-- DATASET RECORDS --
--------------------------------
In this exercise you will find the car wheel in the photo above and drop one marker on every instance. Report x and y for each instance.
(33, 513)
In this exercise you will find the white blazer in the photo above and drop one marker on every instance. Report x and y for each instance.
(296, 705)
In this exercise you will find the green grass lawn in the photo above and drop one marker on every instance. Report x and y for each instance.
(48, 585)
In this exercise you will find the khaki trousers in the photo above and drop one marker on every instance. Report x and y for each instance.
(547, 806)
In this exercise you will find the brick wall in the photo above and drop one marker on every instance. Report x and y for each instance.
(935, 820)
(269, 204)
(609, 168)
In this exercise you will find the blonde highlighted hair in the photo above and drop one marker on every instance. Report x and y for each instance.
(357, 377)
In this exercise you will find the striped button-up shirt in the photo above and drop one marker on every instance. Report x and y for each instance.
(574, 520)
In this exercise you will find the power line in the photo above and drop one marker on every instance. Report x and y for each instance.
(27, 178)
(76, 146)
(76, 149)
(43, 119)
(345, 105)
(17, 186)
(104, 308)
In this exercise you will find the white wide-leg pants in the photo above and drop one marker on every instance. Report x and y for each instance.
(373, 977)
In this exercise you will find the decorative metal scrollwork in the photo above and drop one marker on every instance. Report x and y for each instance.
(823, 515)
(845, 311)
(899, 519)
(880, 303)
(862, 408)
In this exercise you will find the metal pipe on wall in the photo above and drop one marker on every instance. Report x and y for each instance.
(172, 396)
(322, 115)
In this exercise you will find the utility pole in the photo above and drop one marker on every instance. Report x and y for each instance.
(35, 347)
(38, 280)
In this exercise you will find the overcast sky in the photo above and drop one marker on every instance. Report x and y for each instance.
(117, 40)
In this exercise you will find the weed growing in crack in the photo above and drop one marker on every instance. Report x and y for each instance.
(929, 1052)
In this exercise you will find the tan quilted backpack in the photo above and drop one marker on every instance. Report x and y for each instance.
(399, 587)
--------------------------------
-- EXERCISE REQUIREMENTS --
Rewrite every item above with "marker" changed to "pin" and nothing else altered.

-- RESULT OF THE TASK --
In this exercise you will find the car wheel in the photo above and drop one pin on every instance. Report x and y for each instance.
(33, 513)
In this exercise you will find the white blazer in the photo above and drop one pin on every instance. Report x and y for each instance.
(296, 705)
In this exercise you will find the green grass lawn in the photo above and drop one pin on every instance. Report x and y for each instance.
(48, 585)
In this exercise you will find the khaki trousers in the photo above and drop one pin on every instance. Report x and y for each instance.
(547, 806)
In this exercise you will find the brick wall in the photo above and drop one pin on every instance. Report x and y for each instance.
(935, 820)
(269, 204)
(609, 168)
In this exercise you will find the blonde highlighted hair in the photo above and drop one pin on every instance. Report x and y for each instance.
(357, 377)
In this exercise you will find the striped button-up shirt in the photo above and drop one pin on every instance. Report x and y for each instance.
(574, 520)
In this exercise you will find the power line in the photo above and drop one pin on every instance. Report x and y for each instance.
(27, 178)
(76, 146)
(76, 149)
(43, 119)
(345, 105)
(17, 186)
(104, 308)
In this exercise you will find the white wide-leg pants in the photo above and drop one pin on every instance. Report x and y for each instance.
(373, 977)
In this exercise you will find the decorative metal scrollwork in the photo above and drop one pin on every instance. Report x and y for each instance.
(823, 515)
(845, 311)
(899, 519)
(880, 303)
(862, 408)
In this exercise you will find the metal pipe on wall in the photo above and drop one pin on every instance. Report x and y for each instance.
(172, 396)
(322, 115)
In this exercise you will find the utility pole in the photo above and drop one pin on every instance. Report x and y for each instance.
(35, 347)
(38, 280)
In this exercise you will find the overcast sky in the photo above and drop one pin on every instance. Report x and y for each instance.
(117, 40)
In this exercise you will find the weed growing in crack in the photo above and drop one pin on every instance. Report x and y for each instance.
(929, 1052)
In this exercise you will find the tan quilted backpack in the photo above and drop one pin on every instance. Report x and y for each instance.
(399, 587)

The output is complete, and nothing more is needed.